◆ Exercise brief
Each line of the material should be set down exactly. Pictures are not part of the copy.

───── Data for processing ─────

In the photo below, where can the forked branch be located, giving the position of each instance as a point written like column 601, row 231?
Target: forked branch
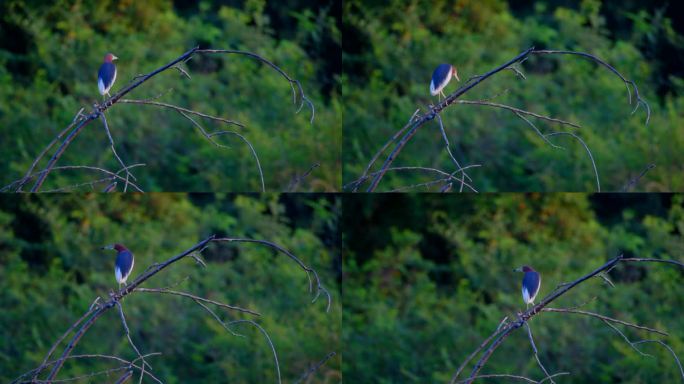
column 82, row 120
column 417, row 120
column 97, row 309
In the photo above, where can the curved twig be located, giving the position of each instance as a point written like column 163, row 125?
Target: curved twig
column 209, row 136
column 418, row 121
column 114, row 175
column 309, row 271
column 81, row 120
column 502, row 332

─────

◆ Response
In the photo below, where can the forked branch be located, giving the position of each instance as a point written like column 601, row 231?
Target: forked branch
column 82, row 120
column 417, row 120
column 97, row 309
In the photo above, where can the curved twig be located, giving the position of each instance as a point written like column 163, row 125?
Target: curved twig
column 209, row 136
column 418, row 121
column 114, row 175
column 309, row 271
column 81, row 120
column 502, row 332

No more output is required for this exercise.